Data excerpts:
··········

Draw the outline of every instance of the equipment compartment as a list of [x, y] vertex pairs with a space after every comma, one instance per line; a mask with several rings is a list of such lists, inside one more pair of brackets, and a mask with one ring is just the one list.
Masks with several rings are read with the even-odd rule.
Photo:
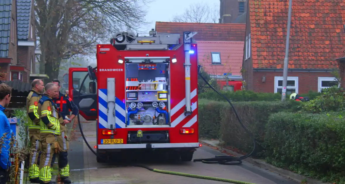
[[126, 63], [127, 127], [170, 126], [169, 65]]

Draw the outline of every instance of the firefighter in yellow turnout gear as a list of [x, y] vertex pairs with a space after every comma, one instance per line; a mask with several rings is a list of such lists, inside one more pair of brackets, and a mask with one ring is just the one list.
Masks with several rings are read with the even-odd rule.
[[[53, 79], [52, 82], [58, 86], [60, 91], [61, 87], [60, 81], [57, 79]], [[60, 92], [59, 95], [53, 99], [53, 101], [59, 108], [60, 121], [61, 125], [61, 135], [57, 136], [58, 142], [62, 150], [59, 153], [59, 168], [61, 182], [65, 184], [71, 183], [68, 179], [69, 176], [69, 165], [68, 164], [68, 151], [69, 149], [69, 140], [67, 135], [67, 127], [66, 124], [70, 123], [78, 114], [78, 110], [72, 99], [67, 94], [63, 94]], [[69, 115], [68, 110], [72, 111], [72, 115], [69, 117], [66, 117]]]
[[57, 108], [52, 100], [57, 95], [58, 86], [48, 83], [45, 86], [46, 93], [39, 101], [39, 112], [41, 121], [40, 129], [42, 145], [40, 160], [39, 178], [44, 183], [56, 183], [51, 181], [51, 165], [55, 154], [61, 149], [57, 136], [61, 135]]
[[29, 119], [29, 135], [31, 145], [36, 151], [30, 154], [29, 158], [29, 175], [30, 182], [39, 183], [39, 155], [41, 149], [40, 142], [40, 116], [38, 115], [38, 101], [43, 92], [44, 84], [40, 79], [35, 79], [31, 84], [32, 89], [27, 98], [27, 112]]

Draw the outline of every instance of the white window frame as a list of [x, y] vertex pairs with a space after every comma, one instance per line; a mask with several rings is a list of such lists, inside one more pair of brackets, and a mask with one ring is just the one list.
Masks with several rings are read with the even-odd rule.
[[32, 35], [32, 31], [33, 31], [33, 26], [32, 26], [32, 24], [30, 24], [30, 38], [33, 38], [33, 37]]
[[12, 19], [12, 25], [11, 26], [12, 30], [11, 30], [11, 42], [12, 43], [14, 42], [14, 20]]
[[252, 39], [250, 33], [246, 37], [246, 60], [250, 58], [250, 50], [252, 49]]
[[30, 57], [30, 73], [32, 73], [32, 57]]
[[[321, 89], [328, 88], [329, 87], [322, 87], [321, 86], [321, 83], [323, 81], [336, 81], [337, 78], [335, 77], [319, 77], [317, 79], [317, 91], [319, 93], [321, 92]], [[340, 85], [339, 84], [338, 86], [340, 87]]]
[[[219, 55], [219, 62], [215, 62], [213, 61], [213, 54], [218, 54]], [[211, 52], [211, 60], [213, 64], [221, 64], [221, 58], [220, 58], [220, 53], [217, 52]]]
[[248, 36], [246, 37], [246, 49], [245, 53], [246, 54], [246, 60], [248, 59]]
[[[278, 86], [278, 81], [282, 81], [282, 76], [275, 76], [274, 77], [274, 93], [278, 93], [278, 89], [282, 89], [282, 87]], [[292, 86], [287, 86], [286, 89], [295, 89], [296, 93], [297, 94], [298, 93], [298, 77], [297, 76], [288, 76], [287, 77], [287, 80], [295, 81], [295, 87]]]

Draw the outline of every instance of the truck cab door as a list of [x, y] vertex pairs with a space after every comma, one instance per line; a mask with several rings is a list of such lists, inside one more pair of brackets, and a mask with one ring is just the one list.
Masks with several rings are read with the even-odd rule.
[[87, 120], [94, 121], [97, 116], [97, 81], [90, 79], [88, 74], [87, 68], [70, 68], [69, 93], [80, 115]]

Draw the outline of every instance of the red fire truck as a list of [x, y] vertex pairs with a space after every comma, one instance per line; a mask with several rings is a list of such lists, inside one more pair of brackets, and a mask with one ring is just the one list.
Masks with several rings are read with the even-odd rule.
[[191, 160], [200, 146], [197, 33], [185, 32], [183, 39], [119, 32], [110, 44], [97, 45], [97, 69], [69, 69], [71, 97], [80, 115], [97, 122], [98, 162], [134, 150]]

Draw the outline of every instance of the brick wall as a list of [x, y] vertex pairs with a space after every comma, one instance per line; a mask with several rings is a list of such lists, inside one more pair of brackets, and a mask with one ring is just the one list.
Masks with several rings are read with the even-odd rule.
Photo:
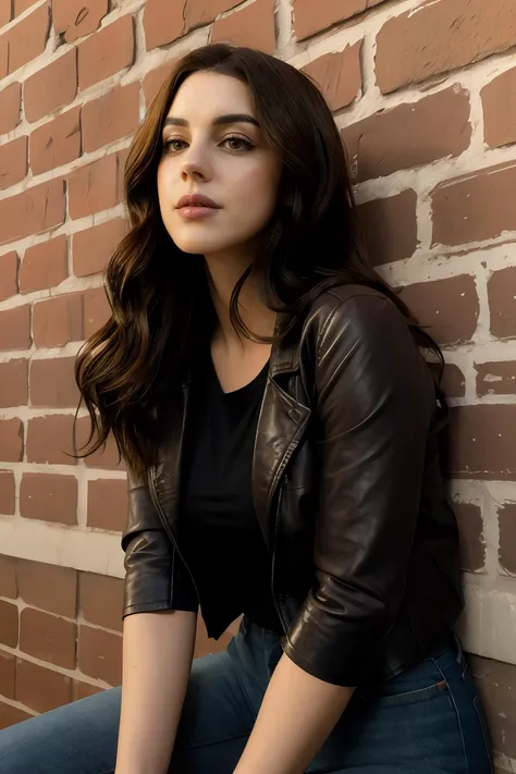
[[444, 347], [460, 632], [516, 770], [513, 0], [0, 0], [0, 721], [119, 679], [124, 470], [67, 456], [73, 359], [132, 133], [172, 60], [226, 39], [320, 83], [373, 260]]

··········

Stated goal:
Convert all of the rows above into a JSON list of strings, with one string for each line and blank lines omitted. Leave the pictures out.

Solution to the exercise:
[
  "Draw the outline of every instance of the equipment compartment as a list of [x, y] vertex pairs with a space after every comma, one instance per line; a mask with several rings is a list of such lists, inside one more pair of brackets, and a mask with one ring is just the one list.",
  "Masks with several rings are read with the even-odd rule.",
  "Photo:",
  "[[126, 63], [127, 127], [170, 126], [169, 65]]",
  "Draw the outline of every instance of the firefighter in yellow turnout gear as a list of [x, y] vertex pairs with a space after every comma, one instance per line; a mask with several rings is a list of such lists, inside one more pair of brackets, and a mask with one ring is just the one list.",
  "Masks with several rings are read with the even-odd rule.",
  "[[[53, 79], [52, 82], [58, 86], [60, 91], [61, 87], [60, 81], [57, 79]], [[60, 92], [59, 95], [53, 99], [53, 101], [59, 108], [60, 121], [61, 125], [61, 135], [57, 136], [58, 142], [62, 150], [59, 153], [59, 168], [61, 182], [65, 184], [71, 183], [68, 179], [69, 176], [69, 165], [68, 164], [68, 151], [69, 149], [69, 140], [67, 135], [67, 127], [66, 124], [70, 123], [78, 114], [78, 110], [72, 99], [67, 94], [63, 94]], [[69, 115], [68, 110], [72, 111], [72, 115], [69, 117], [66, 117]]]",
  "[[57, 108], [52, 100], [57, 95], [58, 86], [48, 83], [45, 86], [46, 93], [39, 101], [39, 112], [41, 121], [40, 129], [42, 145], [40, 160], [39, 178], [44, 183], [56, 183], [51, 181], [51, 165], [55, 154], [61, 149], [57, 136], [61, 135]]",
  "[[29, 119], [29, 135], [31, 145], [36, 151], [30, 154], [29, 158], [29, 175], [30, 182], [39, 183], [39, 155], [41, 149], [40, 142], [40, 116], [38, 115], [38, 101], [43, 92], [44, 84], [40, 79], [35, 79], [31, 84], [32, 89], [27, 98], [27, 112]]",
  "Draw the outline of every instance of the white window frame as a list of [x, y] vertex pairs with a space after every comma, one instance per line; a mask with several rings is a list of such lists, inside one more pair of brackets, and a mask with one ring is just the one list.",
  "Masks with several rings are read with the even-odd rule.",
  "[[32, 35], [32, 31], [33, 31], [33, 26], [32, 26], [32, 24], [30, 24], [30, 38], [33, 38], [33, 37]]",
  "[[12, 19], [12, 25], [11, 26], [12, 30], [11, 30], [11, 42], [12, 43], [14, 42], [14, 20]]",
  "[[252, 39], [250, 33], [246, 37], [246, 60], [250, 58], [250, 50], [252, 49]]",
  "[[30, 57], [30, 73], [32, 73], [32, 57]]",
  "[[[321, 89], [328, 88], [329, 87], [322, 87], [321, 86], [321, 83], [323, 81], [336, 81], [337, 78], [335, 77], [319, 77], [317, 79], [317, 91], [319, 93], [321, 92]], [[340, 85], [339, 84], [338, 86], [340, 87]]]",
  "[[[219, 55], [219, 62], [215, 62], [213, 61], [213, 54], [218, 54]], [[211, 52], [211, 60], [213, 64], [221, 64], [221, 58], [220, 58], [220, 53], [217, 52]]]",
  "[[248, 36], [246, 37], [246, 49], [245, 53], [246, 54], [246, 60], [248, 59]]",
  "[[[278, 86], [278, 81], [282, 81], [282, 76], [275, 76], [274, 77], [274, 93], [278, 93], [278, 89], [282, 89], [282, 87]], [[292, 86], [287, 86], [286, 89], [295, 89], [296, 93], [297, 94], [298, 93], [298, 77], [297, 76], [288, 76], [287, 77], [287, 80], [295, 81], [295, 87]]]",
  "Draw the outline of every instance of the truck cab door as a list of [x, y] vertex pairs with a space after every comma, one instance per line; a mask with several rings is a list of such lists, inside one more pair of brackets, and a mask with one ring is just the one list.",
  "Masks with several rings are read with the even-odd rule.",
  "[[87, 120], [94, 121], [97, 116], [97, 81], [90, 79], [88, 74], [87, 68], [70, 68], [69, 93], [80, 115]]",
  "Draw the outline of every instance of the red fire truck as a list of [x, y] vertex pairs with a space after every comma, one instance per line; a mask with several rings is a list of such lists, inside one more pair of brackets, and a mask with one ring is just the one list.",
  "Masks with several rings are read with the even-odd rule.",
  "[[191, 160], [200, 146], [197, 33], [185, 32], [183, 39], [119, 32], [110, 44], [97, 45], [97, 69], [69, 69], [71, 97], [80, 115], [97, 122], [98, 162], [134, 150]]",
  "Draw the outline of every instance of the brick wall as a list of [x, y] vertex pairs with a space after every comma, one instance per line; a mask with several rings is a list of such lists, inside one more pair of brackets, and a mask with one ring is just the one list.",
  "Masks with several rings are read with the even-odd rule.",
  "Photo:",
  "[[444, 347], [460, 632], [516, 770], [513, 0], [0, 0], [0, 721], [119, 679], [124, 470], [67, 456], [73, 359], [132, 133], [172, 60], [226, 39], [320, 83], [373, 260]]"
]